──────── Listed records
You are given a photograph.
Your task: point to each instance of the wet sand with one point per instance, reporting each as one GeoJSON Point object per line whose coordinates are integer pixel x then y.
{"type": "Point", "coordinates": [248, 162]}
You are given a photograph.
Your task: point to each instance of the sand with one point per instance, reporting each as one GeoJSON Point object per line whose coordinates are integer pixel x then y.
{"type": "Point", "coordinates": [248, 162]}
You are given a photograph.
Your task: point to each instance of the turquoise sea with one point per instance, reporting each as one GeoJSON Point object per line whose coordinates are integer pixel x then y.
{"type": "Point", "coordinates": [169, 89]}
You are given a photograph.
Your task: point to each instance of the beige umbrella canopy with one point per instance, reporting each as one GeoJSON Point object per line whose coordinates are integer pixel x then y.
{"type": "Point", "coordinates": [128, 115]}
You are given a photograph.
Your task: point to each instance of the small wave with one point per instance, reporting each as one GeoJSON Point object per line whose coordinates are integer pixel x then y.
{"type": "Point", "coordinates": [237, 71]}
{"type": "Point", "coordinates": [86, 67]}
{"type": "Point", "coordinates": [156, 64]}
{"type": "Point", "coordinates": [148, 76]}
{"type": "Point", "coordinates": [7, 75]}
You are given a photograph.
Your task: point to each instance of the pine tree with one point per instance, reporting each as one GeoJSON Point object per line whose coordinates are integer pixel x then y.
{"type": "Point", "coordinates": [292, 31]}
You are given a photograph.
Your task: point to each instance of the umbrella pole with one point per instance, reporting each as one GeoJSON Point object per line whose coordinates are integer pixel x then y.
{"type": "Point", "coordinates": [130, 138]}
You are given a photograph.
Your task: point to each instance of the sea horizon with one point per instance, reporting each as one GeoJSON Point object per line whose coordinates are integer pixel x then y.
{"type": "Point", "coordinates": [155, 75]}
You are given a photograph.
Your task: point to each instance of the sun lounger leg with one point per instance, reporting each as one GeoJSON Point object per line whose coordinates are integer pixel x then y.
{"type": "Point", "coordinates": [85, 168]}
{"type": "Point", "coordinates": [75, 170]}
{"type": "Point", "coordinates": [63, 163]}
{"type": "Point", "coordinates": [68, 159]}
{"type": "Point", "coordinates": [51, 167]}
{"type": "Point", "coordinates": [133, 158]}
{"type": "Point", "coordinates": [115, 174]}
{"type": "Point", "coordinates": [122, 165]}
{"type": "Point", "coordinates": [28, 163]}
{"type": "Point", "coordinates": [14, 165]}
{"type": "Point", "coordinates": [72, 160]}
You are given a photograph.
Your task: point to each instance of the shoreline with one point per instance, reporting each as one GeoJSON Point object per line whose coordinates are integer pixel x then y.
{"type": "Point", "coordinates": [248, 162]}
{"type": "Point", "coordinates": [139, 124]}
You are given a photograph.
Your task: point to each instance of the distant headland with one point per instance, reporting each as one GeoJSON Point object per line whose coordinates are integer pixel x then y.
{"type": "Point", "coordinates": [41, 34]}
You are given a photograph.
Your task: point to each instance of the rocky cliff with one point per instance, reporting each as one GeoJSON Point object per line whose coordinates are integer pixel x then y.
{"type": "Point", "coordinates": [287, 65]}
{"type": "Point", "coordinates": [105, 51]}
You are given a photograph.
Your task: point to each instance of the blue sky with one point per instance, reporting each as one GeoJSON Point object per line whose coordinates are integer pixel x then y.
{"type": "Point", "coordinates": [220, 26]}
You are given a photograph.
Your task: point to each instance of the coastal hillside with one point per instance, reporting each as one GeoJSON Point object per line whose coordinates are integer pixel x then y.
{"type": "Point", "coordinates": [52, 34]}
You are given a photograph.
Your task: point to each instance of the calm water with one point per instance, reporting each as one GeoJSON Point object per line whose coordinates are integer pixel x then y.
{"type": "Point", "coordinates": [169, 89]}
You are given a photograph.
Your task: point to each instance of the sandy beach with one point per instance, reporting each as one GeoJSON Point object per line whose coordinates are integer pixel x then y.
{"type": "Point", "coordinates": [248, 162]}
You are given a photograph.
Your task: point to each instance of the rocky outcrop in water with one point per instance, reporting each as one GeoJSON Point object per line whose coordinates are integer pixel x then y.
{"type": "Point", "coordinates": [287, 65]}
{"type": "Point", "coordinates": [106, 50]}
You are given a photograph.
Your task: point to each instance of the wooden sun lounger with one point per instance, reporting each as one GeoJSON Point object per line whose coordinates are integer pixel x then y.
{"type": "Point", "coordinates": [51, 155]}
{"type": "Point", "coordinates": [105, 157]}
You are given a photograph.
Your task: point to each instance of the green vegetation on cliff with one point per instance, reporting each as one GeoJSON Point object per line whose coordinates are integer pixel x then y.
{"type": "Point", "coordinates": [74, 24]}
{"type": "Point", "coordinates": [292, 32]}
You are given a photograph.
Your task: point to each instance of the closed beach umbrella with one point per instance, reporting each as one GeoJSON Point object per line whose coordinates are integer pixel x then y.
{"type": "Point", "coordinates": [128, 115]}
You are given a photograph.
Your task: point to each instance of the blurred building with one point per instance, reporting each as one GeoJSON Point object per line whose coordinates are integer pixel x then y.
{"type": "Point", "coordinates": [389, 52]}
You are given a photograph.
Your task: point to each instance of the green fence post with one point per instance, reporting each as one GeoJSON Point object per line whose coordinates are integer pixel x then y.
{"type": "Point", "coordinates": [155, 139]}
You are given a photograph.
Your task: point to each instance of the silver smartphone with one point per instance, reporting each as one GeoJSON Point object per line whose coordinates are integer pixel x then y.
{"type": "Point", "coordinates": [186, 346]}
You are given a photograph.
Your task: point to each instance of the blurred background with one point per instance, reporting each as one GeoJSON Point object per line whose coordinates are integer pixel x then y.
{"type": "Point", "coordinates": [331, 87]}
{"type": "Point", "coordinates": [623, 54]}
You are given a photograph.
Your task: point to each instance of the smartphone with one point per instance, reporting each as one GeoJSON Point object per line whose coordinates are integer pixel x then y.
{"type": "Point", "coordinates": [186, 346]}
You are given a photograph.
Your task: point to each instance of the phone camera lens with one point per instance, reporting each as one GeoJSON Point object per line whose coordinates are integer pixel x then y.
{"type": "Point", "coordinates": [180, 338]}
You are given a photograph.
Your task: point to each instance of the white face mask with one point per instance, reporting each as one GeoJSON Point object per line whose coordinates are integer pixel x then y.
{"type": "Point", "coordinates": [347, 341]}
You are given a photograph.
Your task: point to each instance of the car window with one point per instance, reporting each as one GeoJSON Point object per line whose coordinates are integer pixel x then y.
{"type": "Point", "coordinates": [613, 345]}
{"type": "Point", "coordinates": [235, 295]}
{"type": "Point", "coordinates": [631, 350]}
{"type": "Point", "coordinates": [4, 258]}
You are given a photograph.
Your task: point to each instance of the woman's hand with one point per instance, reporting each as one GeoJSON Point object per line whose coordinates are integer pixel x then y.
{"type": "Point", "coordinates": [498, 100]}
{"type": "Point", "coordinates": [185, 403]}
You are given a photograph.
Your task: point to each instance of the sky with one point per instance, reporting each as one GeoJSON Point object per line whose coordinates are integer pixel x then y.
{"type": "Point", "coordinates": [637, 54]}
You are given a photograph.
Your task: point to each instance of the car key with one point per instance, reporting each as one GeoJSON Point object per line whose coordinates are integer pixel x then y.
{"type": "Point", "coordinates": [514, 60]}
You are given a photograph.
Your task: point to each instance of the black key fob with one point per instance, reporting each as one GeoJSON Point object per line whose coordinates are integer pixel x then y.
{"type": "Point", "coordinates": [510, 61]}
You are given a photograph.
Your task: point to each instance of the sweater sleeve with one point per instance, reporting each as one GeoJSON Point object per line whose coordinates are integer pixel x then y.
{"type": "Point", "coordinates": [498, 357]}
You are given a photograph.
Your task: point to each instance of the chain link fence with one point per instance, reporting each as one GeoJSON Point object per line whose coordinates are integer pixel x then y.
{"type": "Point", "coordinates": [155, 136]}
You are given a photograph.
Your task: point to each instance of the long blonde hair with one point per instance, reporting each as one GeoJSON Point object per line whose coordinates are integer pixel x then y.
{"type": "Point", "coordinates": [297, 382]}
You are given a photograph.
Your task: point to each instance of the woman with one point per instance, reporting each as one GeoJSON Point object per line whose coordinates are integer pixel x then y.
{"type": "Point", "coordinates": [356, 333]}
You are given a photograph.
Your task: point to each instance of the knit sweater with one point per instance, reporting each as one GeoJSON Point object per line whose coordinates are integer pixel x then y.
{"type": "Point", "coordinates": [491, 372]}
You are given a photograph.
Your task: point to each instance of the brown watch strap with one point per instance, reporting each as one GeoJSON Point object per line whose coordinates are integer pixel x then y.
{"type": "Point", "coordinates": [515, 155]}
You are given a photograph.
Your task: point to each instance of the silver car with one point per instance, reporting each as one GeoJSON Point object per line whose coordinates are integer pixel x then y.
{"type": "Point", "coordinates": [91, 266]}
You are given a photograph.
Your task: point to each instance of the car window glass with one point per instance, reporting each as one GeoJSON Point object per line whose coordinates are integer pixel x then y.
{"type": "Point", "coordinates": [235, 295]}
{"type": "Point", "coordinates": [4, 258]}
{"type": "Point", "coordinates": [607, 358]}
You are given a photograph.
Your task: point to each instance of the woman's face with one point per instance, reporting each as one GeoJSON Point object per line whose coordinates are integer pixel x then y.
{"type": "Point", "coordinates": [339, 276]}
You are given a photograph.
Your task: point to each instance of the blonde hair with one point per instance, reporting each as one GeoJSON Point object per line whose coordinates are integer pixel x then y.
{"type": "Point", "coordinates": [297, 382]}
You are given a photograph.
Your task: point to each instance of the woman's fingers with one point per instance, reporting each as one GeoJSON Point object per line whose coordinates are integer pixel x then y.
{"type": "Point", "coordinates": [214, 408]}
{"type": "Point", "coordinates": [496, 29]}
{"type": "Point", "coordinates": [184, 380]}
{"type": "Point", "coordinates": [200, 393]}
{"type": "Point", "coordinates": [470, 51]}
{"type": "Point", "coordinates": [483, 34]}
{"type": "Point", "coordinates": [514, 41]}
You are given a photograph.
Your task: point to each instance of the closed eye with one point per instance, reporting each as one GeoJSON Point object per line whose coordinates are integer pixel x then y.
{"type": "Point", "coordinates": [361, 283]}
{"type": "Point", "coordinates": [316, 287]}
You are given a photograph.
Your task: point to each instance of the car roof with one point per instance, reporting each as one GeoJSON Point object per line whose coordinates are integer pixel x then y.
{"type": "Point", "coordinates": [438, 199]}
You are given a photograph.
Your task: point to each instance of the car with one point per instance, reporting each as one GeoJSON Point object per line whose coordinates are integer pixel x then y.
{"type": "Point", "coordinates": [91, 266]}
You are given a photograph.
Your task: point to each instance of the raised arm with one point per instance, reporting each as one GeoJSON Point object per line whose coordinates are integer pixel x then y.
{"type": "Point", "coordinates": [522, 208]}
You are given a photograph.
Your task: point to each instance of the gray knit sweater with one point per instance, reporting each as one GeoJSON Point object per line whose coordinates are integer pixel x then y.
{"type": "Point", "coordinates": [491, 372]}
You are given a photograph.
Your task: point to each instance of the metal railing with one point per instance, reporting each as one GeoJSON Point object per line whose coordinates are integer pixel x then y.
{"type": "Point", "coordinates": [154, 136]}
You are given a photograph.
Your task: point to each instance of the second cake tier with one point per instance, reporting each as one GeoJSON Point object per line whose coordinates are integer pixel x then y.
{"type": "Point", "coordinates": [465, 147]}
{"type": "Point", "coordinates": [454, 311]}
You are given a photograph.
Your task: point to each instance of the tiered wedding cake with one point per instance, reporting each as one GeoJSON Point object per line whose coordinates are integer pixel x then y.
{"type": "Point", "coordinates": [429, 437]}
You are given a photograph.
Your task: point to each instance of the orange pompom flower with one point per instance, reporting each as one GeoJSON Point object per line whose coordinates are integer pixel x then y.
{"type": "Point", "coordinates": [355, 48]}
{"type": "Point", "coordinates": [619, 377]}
────────────────
Task brief: Please count how many lines of the entries above contain the word "fence", and reply with only that number.

Solution to the problem: 2